- _PASSAGE GIVEN_:
——
Randazzo: Clearly your team is lacking some key offensive parts but the Terriers trademark intensity is always apparent.
Braica: I think we can get better offensively, but I’m proud of their resiliency and toughness. Our defense has gotten better; we’ve held teams to 49, 55, 56 [points recently].
We’ve got to find a way to score and I’m excited about it because I don’t think we’re anywhere near where we can be scoring the ball.
Randazzo: You started conference play 0-2 and had a tough non-conference season...
Braica: Here’s the thing: I knew it was a possibility the record [4-9] in the non-league [because] the schedule’s very difficult. We had four guarantee games and other teams at the top of their leagues—Albany [a 71-66 loss] has thirteen wins already, we lost a one-possession game to them; NJIT has been good; we lost an overtime game to them [92-86]—so we lost to some really good teams.
If Glenn [Sanabria] didn’t get hurt [out for the season with a shoulder injury] we might have won two or three more [games].
But it didn’t happen. The reality is, Division 1 is really tough because most teams at this level go into their conference play with a really bad record. Then you’ve got to fight out of it. That’s what [we’re] doing.
These guys [Robert Morris] were picked second in the league. We [beat] them here. We went down to Mount last week and we should have won. We were up nine but we couldn’t score. But we held them to 44 points in overtime.
I’m excited, because if we continue to guard like that we’re going to be a really good team. We’ll get better offensively.
Randazzo: Last year you lost two games to Robert Morris because of free throws; now you hit 22 of 30 to beat the Colonials.
Braica: Hey, that happens. But you gotta keep fighting. [Saturday] they missed them.
A lot of it is, you can control some of it—you can’t control everything. But I’m proud of our guys. They play hard, they work, they’re good guys.
We’ll just take it one day at a time.
——
- _WRITTEN REQUEST 1_: Reproduce the listing below line for line, without changing anything.
The interview and the listing are unrelated to each other.
——
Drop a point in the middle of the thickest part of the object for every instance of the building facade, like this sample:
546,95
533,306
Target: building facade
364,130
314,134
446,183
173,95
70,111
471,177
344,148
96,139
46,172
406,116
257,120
——
- _WRITTEN REQUEST 2_: Based on the interview, answer yes or no to each statement and quote the words that decide it: (a) Braica says his team has held opponents to 49 points. (b) The team lost to Albany in overtime. (c) Robert Morris was picked first in the league.

- _EXERCISE RESPONSE 1_:
Drop a point in the middle of the thickest part of the object for every instance of the building facade, like this sample:
546,95
533,306
Target: building facade
364,130
314,134
446,183
173,95
70,111
471,177
344,148
96,139
46,172
406,116
257,120

- _EXERCISE RESPONSE 2_:
(a) Yes: "we’ve held teams to 49, 55, 56 [points recently]."
(b) No: "Albany [a 71-66 loss] has thirteen wins already, we lost a one-possession game to them"
(c) No: "These guys [Robert Morris] were picked second in the league."